## [WHAT THE TASK ASKS]
Copy out every line in the rows below that contains the string "crowd".

## [Saved entries]
○ ○ ○
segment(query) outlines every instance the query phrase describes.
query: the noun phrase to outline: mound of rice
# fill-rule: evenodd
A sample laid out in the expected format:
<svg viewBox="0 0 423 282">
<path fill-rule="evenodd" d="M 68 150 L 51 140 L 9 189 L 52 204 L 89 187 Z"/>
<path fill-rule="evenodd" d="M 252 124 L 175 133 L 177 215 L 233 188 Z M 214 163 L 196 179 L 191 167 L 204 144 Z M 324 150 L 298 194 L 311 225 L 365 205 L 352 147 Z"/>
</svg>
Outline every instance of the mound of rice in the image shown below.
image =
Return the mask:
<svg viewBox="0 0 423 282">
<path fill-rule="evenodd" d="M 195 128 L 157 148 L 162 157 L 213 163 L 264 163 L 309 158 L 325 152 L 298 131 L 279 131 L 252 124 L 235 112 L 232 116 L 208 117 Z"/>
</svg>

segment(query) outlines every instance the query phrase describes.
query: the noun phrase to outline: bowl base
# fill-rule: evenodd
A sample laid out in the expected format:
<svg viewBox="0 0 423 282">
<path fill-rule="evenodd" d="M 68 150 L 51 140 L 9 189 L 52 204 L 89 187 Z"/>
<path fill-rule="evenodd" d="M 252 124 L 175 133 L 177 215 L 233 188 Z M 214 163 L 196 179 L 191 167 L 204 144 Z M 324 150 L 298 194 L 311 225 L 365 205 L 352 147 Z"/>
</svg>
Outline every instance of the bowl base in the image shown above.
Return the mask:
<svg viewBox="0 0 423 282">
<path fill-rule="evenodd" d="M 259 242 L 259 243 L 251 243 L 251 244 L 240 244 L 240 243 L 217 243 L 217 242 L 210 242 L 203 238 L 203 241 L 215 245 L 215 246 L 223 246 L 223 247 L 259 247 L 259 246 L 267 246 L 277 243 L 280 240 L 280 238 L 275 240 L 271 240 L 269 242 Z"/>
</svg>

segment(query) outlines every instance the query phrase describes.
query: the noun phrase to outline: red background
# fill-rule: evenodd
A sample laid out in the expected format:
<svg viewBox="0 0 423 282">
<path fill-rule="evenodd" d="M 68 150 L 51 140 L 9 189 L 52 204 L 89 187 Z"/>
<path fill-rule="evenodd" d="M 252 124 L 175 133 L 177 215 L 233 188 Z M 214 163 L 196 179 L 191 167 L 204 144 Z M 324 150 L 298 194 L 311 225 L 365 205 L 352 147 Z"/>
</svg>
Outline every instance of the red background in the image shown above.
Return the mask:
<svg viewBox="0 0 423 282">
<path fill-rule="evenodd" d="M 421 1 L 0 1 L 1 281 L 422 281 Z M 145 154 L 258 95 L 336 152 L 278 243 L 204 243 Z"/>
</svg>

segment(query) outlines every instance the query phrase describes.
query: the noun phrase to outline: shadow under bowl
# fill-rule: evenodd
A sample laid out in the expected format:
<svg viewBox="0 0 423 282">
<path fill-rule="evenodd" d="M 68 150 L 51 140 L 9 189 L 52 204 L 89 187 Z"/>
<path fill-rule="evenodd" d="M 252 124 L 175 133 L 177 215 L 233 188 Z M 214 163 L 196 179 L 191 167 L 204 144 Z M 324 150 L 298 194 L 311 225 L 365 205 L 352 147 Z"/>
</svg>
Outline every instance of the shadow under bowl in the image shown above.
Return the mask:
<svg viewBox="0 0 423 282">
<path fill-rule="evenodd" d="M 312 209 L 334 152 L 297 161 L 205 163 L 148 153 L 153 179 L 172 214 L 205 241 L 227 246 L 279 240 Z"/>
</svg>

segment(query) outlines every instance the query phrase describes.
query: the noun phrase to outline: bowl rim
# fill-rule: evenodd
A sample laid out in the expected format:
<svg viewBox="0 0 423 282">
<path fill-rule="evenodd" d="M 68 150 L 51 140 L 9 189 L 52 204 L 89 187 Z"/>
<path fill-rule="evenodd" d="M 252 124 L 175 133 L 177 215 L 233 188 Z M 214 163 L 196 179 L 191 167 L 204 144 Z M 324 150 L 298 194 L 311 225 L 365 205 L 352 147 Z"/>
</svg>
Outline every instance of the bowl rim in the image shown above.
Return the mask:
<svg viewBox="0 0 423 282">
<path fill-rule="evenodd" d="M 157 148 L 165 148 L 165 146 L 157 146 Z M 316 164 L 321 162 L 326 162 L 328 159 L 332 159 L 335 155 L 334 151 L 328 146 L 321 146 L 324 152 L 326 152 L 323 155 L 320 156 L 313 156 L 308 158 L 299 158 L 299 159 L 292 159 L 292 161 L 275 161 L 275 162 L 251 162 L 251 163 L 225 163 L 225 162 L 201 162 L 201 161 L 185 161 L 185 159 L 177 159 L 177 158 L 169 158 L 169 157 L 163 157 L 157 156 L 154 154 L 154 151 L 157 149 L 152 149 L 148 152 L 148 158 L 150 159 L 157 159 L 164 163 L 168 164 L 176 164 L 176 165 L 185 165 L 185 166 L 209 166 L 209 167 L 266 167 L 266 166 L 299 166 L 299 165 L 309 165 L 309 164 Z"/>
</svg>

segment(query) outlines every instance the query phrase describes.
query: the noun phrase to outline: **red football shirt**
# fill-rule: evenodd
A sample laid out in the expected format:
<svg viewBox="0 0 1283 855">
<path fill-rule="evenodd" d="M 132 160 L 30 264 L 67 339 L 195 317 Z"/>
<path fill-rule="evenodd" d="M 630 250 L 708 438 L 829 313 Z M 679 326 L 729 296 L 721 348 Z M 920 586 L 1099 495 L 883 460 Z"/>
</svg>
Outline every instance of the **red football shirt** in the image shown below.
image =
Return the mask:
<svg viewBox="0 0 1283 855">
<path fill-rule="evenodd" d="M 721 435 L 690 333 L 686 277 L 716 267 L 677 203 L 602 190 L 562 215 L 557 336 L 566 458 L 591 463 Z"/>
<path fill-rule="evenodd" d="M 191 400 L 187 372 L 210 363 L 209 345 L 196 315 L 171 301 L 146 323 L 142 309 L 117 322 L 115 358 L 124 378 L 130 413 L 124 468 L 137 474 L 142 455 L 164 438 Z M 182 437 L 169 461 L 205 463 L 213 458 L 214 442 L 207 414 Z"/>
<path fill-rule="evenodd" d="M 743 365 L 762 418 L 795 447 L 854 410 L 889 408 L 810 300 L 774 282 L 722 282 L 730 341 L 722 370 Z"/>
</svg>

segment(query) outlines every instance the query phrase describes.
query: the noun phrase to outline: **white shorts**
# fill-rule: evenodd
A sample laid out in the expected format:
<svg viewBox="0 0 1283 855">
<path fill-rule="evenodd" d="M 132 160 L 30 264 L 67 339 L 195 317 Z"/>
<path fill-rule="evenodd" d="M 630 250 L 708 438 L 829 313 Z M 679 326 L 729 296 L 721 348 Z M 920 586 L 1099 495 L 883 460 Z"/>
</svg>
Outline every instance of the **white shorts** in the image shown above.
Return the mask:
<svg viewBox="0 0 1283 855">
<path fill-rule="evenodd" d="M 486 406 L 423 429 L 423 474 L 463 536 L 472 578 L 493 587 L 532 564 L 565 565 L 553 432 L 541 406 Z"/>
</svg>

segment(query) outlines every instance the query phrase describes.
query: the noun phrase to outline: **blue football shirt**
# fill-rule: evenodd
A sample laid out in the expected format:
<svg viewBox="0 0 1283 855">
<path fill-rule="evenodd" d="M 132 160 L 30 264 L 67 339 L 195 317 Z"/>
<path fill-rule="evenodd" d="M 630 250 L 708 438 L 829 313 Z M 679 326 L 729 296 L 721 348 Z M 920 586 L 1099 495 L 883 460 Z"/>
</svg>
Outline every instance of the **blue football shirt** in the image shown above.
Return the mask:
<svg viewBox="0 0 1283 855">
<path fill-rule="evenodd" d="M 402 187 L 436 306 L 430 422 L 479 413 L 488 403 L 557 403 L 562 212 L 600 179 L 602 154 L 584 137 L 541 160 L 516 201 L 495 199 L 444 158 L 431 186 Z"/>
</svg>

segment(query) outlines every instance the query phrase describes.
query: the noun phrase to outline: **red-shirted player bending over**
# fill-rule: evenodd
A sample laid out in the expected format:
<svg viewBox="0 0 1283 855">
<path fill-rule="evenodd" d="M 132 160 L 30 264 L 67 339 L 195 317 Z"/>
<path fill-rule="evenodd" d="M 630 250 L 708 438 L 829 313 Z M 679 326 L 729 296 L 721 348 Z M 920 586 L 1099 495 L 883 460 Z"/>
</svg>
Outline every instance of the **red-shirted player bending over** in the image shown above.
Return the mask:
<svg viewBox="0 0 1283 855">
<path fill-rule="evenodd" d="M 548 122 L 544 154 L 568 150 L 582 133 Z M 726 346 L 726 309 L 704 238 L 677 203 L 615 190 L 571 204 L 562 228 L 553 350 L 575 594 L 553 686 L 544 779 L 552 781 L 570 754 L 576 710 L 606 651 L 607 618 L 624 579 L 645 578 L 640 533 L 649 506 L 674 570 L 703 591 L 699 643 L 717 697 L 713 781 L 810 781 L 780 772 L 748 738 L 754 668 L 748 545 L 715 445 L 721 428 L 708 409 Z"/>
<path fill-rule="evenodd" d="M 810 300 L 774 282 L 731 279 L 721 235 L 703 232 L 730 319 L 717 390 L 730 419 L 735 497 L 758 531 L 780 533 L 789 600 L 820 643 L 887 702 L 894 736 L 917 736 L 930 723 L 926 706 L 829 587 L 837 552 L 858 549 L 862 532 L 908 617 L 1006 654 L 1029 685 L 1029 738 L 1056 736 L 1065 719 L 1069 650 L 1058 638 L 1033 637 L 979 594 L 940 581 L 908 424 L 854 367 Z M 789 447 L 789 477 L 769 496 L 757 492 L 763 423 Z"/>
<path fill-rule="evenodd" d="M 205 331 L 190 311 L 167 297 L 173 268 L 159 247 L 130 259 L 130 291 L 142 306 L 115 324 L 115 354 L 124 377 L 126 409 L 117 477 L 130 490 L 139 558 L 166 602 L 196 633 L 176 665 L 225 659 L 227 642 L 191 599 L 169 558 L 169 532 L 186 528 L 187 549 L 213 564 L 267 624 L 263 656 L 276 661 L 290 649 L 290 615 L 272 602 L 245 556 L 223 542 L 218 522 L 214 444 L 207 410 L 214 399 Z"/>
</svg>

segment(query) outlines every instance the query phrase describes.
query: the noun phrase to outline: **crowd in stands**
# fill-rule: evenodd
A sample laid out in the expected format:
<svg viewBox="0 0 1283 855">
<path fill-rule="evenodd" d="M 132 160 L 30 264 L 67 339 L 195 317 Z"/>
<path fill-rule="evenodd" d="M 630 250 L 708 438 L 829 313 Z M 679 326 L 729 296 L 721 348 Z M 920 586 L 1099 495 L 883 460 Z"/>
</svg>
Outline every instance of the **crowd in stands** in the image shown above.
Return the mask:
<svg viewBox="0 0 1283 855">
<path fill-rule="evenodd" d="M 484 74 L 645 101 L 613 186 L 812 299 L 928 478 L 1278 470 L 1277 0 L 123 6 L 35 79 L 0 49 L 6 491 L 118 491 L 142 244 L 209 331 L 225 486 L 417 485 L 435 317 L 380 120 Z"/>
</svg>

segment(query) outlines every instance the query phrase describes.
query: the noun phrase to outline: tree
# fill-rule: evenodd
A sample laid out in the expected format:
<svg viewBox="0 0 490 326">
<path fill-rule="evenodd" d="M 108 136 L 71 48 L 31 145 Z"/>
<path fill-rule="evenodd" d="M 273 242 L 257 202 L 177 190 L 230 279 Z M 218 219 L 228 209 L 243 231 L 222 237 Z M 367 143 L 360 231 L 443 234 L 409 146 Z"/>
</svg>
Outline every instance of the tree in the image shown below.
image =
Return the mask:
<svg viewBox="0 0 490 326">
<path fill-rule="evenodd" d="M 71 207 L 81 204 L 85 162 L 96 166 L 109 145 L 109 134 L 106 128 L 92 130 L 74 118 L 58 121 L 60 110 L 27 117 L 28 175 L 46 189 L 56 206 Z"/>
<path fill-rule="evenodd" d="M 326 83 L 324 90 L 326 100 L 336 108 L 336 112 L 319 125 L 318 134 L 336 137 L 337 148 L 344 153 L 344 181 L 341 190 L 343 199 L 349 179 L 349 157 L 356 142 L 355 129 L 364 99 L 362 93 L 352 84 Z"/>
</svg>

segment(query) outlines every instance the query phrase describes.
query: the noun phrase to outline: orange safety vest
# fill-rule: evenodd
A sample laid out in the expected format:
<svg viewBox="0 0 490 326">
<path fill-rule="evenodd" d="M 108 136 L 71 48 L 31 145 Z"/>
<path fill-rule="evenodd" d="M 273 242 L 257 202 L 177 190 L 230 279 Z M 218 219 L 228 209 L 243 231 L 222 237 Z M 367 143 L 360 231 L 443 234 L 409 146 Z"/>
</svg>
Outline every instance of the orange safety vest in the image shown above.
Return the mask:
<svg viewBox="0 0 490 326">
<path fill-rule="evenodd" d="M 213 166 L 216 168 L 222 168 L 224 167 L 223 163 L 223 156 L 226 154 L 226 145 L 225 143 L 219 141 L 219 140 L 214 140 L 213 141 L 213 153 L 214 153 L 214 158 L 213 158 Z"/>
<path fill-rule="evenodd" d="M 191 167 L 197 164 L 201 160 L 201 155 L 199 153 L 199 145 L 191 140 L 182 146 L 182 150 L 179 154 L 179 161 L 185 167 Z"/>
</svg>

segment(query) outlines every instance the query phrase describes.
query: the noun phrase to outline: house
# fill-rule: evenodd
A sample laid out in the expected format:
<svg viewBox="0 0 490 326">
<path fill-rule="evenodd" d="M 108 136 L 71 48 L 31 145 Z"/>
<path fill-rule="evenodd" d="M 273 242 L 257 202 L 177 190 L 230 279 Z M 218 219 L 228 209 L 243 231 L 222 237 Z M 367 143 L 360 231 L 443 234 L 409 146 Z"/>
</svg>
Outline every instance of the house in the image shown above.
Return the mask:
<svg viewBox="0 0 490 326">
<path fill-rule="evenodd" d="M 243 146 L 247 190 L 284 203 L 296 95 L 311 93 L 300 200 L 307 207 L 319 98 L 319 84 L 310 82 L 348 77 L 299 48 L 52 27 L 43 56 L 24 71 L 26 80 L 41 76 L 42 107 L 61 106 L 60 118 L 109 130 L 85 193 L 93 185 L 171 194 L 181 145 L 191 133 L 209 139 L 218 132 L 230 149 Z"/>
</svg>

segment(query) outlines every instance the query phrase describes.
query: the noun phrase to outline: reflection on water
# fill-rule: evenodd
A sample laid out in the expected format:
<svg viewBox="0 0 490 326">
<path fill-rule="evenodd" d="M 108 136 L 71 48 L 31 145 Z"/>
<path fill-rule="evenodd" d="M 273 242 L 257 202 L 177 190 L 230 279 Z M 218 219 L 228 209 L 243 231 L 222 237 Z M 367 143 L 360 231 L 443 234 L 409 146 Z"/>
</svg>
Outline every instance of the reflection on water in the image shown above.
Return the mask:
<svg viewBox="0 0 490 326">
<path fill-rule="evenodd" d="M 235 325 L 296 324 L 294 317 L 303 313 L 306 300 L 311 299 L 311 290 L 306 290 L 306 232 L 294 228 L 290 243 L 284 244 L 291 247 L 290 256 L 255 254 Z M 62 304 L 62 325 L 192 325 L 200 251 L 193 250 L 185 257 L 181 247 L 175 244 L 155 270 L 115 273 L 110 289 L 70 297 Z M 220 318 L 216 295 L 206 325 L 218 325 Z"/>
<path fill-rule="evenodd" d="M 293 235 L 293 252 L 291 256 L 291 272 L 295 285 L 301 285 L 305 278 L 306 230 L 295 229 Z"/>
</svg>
○ ○ ○
## [OUTPUT OF THE EXERCISE]
query: the noun phrase to outline: **crowd in stands**
Outline every instance of the **crowd in stands** in the image shown above.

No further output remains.